*Extracted data entries*:
· · ·

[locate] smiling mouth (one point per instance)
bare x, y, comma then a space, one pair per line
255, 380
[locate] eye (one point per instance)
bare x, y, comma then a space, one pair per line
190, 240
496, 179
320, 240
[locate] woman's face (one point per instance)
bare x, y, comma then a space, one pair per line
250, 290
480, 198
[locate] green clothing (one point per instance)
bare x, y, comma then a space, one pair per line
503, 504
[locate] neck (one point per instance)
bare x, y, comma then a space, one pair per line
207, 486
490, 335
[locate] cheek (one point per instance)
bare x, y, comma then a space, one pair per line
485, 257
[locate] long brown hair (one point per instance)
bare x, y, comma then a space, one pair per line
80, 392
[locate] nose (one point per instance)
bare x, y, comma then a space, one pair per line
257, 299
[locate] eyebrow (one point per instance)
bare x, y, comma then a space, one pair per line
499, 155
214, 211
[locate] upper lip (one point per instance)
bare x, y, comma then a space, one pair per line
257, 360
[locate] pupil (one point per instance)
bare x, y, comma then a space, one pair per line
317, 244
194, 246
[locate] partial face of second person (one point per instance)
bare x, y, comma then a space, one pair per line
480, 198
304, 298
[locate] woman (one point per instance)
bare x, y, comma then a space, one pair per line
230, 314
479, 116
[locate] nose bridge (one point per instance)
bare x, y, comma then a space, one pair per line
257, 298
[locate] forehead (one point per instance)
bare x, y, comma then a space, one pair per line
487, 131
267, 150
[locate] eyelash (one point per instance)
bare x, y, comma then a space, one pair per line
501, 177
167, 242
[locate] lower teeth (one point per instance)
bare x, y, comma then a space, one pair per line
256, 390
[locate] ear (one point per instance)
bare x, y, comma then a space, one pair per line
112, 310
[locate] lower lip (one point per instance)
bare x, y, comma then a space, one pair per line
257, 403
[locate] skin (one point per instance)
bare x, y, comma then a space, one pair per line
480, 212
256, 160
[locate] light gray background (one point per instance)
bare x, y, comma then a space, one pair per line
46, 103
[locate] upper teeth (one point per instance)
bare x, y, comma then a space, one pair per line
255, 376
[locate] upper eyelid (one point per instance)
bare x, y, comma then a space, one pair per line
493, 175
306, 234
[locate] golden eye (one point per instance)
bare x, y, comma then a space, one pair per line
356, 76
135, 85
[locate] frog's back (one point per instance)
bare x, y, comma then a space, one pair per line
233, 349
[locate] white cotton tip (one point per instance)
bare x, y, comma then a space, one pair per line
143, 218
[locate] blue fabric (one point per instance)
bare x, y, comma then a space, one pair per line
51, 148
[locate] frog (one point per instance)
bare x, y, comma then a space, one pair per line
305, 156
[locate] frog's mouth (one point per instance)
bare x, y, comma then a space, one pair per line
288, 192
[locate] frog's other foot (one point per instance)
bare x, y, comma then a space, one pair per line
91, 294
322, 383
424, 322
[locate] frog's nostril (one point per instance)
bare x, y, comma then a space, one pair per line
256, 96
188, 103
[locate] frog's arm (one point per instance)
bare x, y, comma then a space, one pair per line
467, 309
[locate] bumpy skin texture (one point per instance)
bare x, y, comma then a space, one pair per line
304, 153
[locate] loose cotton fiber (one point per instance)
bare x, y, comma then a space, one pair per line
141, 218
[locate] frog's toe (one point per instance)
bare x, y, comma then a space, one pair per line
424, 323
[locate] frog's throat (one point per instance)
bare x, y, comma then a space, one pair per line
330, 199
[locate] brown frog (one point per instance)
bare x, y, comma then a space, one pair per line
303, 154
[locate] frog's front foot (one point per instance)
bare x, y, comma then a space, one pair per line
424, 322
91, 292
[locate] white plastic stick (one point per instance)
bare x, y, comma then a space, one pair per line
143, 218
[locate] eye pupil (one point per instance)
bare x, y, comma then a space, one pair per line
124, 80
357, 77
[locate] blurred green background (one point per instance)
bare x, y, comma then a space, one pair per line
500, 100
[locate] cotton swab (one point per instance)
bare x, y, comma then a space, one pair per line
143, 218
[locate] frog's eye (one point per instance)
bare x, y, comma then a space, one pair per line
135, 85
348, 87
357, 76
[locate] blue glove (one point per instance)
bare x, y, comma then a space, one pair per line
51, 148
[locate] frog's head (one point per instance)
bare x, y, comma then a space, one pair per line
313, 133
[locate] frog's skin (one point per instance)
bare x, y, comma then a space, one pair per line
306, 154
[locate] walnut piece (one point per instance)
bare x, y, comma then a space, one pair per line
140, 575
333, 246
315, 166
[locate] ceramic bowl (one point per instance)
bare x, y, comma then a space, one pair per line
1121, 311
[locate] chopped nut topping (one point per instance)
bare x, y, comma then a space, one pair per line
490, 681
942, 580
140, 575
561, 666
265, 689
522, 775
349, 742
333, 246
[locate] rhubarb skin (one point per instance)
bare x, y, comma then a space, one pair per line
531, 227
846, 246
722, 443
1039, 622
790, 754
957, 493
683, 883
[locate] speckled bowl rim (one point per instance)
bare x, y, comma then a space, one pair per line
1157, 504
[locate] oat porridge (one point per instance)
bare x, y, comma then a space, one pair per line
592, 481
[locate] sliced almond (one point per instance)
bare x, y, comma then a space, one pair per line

· · ·

*Required action*: Please output the exact lines of the records above, beginning with the first and stopping after the line that holds "[locate] cheek (one point per instance)", and nothing else.

*Written solution*:
[locate] smiling mouth (one point per instance)
bare x, y, comma then a space, one pair per line
255, 380
[locate] eye (one point per instance)
bare x, y, comma then a space, one pair per line
190, 240
496, 179
320, 240
[locate] woman's face (one point per instance)
bare x, y, comma then a space, one pair per line
250, 290
480, 198
[locate] green clothing (one point per instance)
bare x, y, comma then a space, one pair per line
503, 504
[locate] neck (one point per instance)
bare x, y, comma then a space, one pair per line
207, 486
490, 335
[locate] cheek (one point per instance)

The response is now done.